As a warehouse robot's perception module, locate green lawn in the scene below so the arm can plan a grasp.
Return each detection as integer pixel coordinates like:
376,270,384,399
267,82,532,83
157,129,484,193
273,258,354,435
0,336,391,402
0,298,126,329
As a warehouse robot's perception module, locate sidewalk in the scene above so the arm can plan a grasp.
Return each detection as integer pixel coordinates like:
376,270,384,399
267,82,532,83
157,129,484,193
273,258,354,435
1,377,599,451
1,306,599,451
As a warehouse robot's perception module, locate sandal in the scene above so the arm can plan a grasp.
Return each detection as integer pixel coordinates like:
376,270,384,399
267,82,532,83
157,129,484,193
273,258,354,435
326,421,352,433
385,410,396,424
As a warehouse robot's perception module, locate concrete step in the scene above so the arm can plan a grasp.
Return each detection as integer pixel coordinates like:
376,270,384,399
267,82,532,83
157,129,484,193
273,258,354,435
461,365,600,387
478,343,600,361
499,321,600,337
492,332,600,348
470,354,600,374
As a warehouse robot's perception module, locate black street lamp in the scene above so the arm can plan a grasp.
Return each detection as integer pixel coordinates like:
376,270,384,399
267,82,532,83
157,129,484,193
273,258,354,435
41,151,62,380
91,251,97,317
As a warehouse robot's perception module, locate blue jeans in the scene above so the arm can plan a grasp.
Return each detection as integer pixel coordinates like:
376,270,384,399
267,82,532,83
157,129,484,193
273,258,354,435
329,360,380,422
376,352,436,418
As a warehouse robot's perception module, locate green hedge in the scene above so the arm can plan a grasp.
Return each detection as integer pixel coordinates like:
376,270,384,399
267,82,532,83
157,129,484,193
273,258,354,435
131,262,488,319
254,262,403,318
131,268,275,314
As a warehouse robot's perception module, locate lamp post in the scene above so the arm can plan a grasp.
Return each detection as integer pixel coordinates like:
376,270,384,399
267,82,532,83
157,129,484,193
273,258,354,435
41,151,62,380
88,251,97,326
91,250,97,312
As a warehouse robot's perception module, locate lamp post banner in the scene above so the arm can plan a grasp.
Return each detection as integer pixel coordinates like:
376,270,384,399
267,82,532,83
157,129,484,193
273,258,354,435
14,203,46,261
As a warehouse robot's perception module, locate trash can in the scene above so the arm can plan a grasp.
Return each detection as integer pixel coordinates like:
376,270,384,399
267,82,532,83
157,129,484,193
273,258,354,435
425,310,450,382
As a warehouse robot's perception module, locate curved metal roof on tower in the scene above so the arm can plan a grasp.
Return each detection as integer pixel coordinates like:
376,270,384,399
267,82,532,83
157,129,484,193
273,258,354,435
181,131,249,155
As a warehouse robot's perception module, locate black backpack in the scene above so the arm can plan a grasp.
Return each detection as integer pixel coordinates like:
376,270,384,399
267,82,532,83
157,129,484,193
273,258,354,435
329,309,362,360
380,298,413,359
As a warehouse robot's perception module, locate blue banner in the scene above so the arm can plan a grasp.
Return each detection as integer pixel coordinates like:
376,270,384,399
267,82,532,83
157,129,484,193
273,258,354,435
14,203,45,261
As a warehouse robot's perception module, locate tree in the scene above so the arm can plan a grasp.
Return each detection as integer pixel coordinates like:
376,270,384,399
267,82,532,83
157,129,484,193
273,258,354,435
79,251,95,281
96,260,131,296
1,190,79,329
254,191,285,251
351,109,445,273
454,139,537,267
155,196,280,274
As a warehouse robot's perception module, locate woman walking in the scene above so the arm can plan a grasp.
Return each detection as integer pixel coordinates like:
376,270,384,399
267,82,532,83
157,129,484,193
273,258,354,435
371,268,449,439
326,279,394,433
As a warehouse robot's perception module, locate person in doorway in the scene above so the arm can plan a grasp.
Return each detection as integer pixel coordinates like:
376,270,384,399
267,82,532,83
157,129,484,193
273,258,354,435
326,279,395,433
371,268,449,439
——
* **EXERCISE**: When a line in the material above includes "green", report that line by copying it.

* **ANSWER BELOW**:
As a warehouse robot's perception module, locate green lawn in the scene below so the arm can plan a grasp.
As a warehouse robot's perception module, locate green hedge in the scene above so the arm can plan a grasp.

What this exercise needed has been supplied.